-- EXERCISE INSTRUCTIONS --
Translate this sentence from the text on types of employees into Spanish: "There are different types of employment contracts that you should consider before hiring staff."

──────── GIVEN TEXT

Casual employees are those employees that you hire on an ad-hoc basis. For example, during the Christmas and New Year period, many retail stores hire casual employees to cope with increased customer sales demands. Employers typically pay casual employees an hourly rate and are not entitled to many benefits that part-time or full-time employees receive, like paid annual leave and personal/carer’s leave.
Part-time employees are employees who you hire to work for less than 38 hours per week. These employees are entitled to paid and long service leave under Australian law.
Full-time employees are perhaps the most common form of employees who you hire on a permanent, maximum term or fixed term basis. Employers can generally expect their full-time employees to work for an average of 38 hours per week and are entitled to a full suite of paid leave, long service leave and other entitlements under Australian law.
There are different types of employment contracts that you should consider before hiring staff.
Permanent employment refers to employees engaged on an ongoing basis until you or the employee terminate their employment. Typically, you pay permanent employees at an hourly rate or provide an annual salary. Permanent employees also receive entitlements such as:
Small businesses typically hire fixed-term employees to carry out work for a specific period. If you would like employees to carry out a specific project within an identifiable time frame, then drafting a fixed-term employment contract could be a useful option for your business.

────────────────
──────── DATA SECTION

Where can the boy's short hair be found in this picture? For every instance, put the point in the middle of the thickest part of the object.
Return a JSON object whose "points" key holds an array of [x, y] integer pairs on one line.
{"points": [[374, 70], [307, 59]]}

────────────────

-- EXERCISE RESPONSE --
Hay diferentes tipos de contratos de trabajo que debería considerar antes de contratar personal.